● GOAL: In one to three sentences, explain from the package metadata under what condition openpyxl becomes a requirement of sequelframe.

● QUOTED PASSAGE:
******************************

Metadata-Version: 2.4
Name: sequelframe
Version: 0.5.0
Summary: SQL interface for pandas DataFrames using SQLite with modern Python support
Author: Sina Mirshahi
Author-email: Sina Mirshahi <sina7th@gmail.com>
License-Expression: MIT
Project-URL: Homepage, https://github.com/Sinamirshahi/sequelframe
Project-URL: Repository, https://github.com/Sinamirshahi/sequelframe
Project-URL: Issues, https://github.com/Sinamirshahi/sequelframe/issues
Keywords: pandas,sql,sqlite,dataframe,query
Classifier: Development Status :: 4 - Beta
Classifier: Intended Audience :: Developers
Classifier: Operating System :: OS Independent
Classifier: Programming Language :: Python :: 3
Classifier: Programming Language :: Python :: 3.8
Classifier: Programming Language :: Python :: 3.9
Classifier: Programming Language :: Python :: 3.10
Classifier: Programming Language :: Python :: 3.11
Classifier: Programming Language :: Python :: 3.12
Classifier: Topic :: Database
Classifier: Topic :: Software Development :: Libraries :: Python Modules
Classifier: Typing :: Typed
Requires-Python: >=3.8
Description-Content-Type: text/markdown
License-File: LICENSE
Requires-Dist: pandas>=1.0.0
Provides-Extra: excel
Requires-Dist: openpyxl>=3.0.0; extra == "excel"

******************************

● DATASET CONTENT:
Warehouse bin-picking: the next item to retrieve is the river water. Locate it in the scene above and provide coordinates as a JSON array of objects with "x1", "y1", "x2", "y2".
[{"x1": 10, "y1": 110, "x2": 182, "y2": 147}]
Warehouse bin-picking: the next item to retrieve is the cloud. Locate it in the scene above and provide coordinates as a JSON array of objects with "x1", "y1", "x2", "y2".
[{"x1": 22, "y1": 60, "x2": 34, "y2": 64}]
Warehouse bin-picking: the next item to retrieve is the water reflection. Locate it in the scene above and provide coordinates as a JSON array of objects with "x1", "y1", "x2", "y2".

******************************

● OUTPUT: openpyxl, at version 3.0.0 or later, is required only when the "excel" extra is requested. Its Requires-Dist line carries the marker extra == "excel", and the metadata lists "excel" under Provides-Extra. By contrast, pandas 1.0.0 or later is required unconditionally.